══ Quoted text

One of the biggest areas of interest when using a multispectral sensor is the ability to calculate vegetation indices. Calculating these indices is quite simple once you have mastered the technical skills needed to extract the data from images. We can calculate the vegetation indices for the entire field using software called ArcGIS. There are a series of steps to go through to process the initial image and calculate a vegetation index.

The processed image will be saved as a raster file which allows us to extract information. The way a raster file works is that it is a matrix of pixels. If you zoom in enough on a small section of a selected plot, you will end up with a bunch of pixels. Every pixel is going to have its own value. To extract the vegetation index for an entire plot, we use the shapefile with a polygon grid created earlier. The shapefile will clip the vegetation index raster file into individual plots. The average vegetation index then is calculated using every pixel within the area of a specific plot.

Some common indices calculated include the Normalized Difference Vegetative Index (NDVI), Normalized Difference Red Edge (NDRE), and the Green Normalized Difference Vegetative Index (GNDVI).

════
══ Raw data

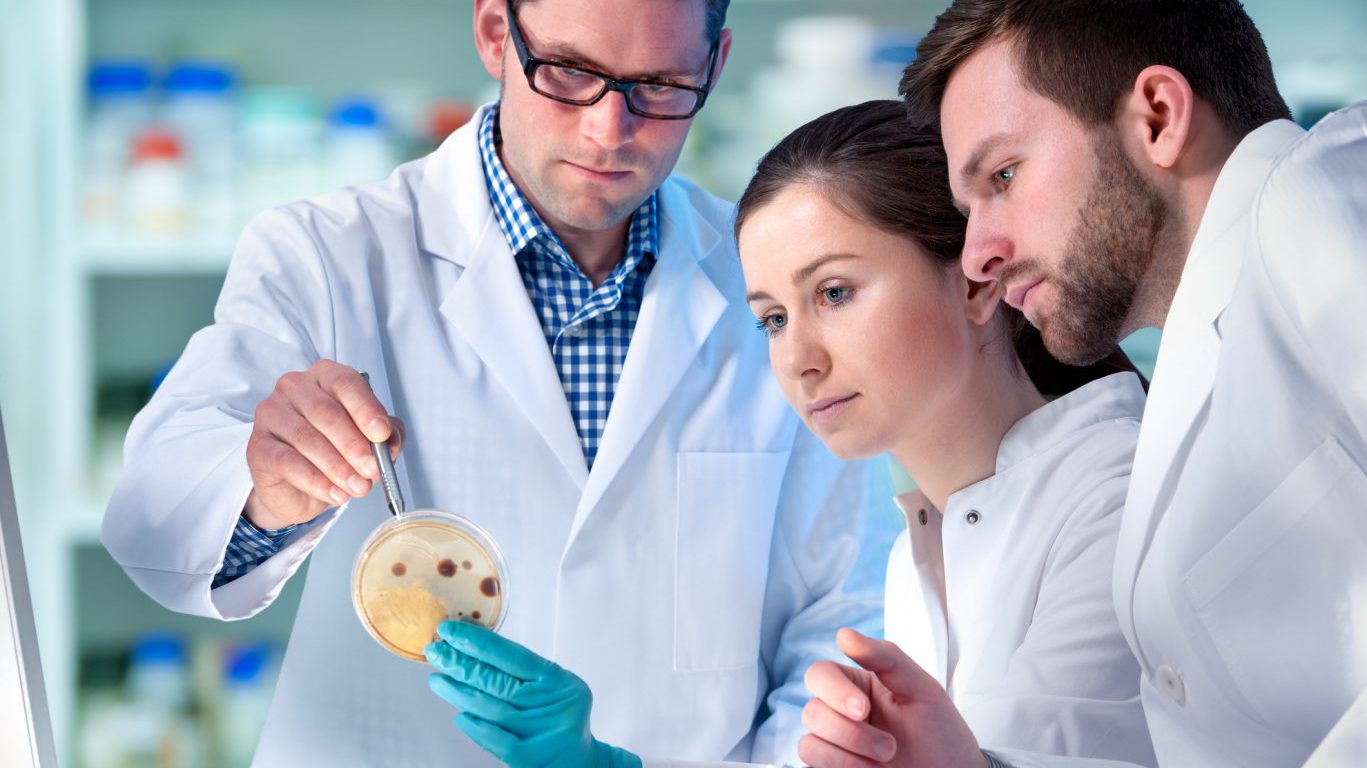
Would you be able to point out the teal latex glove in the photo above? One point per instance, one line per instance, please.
(517, 705)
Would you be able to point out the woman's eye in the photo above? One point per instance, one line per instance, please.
(771, 324)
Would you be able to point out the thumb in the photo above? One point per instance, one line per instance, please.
(893, 667)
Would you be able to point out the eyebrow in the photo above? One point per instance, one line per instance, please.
(975, 161)
(801, 275)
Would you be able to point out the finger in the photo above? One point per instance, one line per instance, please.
(397, 437)
(852, 735)
(893, 667)
(494, 649)
(834, 685)
(328, 417)
(488, 735)
(293, 428)
(347, 387)
(279, 459)
(472, 671)
(819, 753)
(468, 698)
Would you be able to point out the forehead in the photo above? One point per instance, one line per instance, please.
(987, 104)
(625, 36)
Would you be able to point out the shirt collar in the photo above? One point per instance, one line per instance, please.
(1211, 269)
(524, 227)
(1118, 395)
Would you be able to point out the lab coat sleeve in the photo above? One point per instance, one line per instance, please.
(1072, 686)
(835, 528)
(185, 478)
(1311, 228)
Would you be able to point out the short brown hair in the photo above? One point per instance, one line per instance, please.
(1086, 55)
(715, 15)
(875, 167)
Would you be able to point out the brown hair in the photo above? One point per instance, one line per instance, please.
(1086, 53)
(715, 15)
(876, 167)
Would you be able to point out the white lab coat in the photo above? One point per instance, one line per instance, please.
(1006, 600)
(1241, 570)
(689, 578)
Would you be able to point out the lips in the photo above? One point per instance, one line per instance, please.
(1017, 294)
(827, 405)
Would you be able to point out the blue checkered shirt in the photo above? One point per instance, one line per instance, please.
(587, 328)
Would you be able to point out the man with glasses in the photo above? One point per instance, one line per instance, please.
(562, 327)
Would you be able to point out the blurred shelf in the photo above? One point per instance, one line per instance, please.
(194, 254)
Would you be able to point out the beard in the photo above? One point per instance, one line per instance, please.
(1105, 258)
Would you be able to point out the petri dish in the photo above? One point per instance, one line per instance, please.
(424, 567)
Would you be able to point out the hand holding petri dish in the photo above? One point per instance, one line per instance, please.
(423, 567)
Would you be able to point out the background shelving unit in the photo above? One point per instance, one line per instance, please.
(85, 319)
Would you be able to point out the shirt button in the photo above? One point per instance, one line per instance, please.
(1170, 682)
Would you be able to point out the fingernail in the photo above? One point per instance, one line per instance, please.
(885, 748)
(377, 429)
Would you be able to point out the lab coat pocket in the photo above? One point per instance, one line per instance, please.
(1284, 595)
(726, 510)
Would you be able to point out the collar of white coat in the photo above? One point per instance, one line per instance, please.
(1210, 272)
(454, 211)
(1116, 396)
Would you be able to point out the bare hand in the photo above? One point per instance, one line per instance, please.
(310, 444)
(887, 711)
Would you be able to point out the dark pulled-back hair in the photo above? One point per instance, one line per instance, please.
(715, 15)
(878, 168)
(1086, 53)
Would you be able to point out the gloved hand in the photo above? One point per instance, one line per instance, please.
(518, 707)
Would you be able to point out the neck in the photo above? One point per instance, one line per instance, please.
(595, 253)
(957, 446)
(1188, 189)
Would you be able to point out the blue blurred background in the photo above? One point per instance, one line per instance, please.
(136, 137)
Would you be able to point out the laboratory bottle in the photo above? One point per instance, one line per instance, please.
(119, 105)
(198, 107)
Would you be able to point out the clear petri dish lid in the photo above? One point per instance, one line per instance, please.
(421, 569)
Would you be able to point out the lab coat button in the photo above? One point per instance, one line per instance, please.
(1170, 682)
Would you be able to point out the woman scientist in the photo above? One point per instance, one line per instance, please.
(1001, 586)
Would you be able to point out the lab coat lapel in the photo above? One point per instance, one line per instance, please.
(678, 310)
(1188, 355)
(488, 305)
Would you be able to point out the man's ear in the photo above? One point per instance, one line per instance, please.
(1158, 115)
(491, 33)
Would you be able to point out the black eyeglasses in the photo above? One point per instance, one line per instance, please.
(573, 84)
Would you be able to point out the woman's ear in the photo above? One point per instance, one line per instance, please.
(980, 299)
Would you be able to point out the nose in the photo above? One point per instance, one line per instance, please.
(986, 246)
(608, 123)
(799, 353)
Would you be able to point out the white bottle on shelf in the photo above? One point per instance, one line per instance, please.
(119, 107)
(200, 108)
(358, 145)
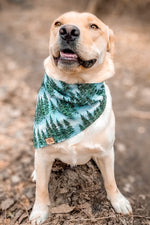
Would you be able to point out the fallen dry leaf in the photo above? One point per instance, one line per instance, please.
(6, 204)
(64, 208)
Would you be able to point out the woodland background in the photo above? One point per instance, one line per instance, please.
(77, 194)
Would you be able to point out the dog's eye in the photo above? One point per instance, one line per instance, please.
(94, 26)
(58, 24)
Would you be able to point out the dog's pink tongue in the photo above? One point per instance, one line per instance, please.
(68, 56)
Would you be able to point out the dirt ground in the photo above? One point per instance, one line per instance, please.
(77, 194)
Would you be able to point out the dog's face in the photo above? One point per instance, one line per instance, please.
(79, 42)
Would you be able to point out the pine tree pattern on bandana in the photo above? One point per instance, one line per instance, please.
(64, 110)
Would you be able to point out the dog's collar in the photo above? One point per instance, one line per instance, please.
(64, 110)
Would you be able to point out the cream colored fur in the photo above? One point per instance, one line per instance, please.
(97, 140)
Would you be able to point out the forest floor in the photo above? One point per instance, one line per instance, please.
(77, 194)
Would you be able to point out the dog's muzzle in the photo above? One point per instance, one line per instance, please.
(69, 35)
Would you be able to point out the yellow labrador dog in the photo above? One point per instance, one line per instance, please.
(80, 52)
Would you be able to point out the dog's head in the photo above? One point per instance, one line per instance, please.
(79, 42)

════

**Exercise set**
**1.** Which vegetation indices does the passage on vegetation indices name as commonly calculated? Give each one's full name and abbreviation.
**2.** Pick up the passage on vegetation indices after its final sentence and carry it forward with a further paragraph.
The records can be set aside; none of the work here depends on them.

**Answers for this exercise**
**1.**
- Normalized Difference Vegetative Index (NDVI)
- Normalized Difference Red Edge (NDRE)
- Green Normalized Difference Vegetative Index (GNDVI)

**2.**
All three of these indices will fall between a range of -1 to +1. Think back to when we discussed the plant structures wavelengths reflect off. In the visible spectrum, green wavelengths are going to reflect off the plant, causing the vegetation to look green. Red and blue wavelengths of light are used to drive photosynthesis. This provides plants with food to grow, and aids in chlorophyll production. NIR bands are also reflected by the chlorophyll in the plant. When calculating the vegetation indices for a healthy plant, there is going to be high chlorophyll production resulting in a higher amount of light reflectance. This provides vegetative index close to +1. If a plant is not healthy or experiencing stress, there is going to be less chlorophyll production which in turn lowers the amount of light reflectance. This would give a vegetative index close to 0. Extracting the vegetation index for individual plots provides the plant breeder with the information they need to make decisions.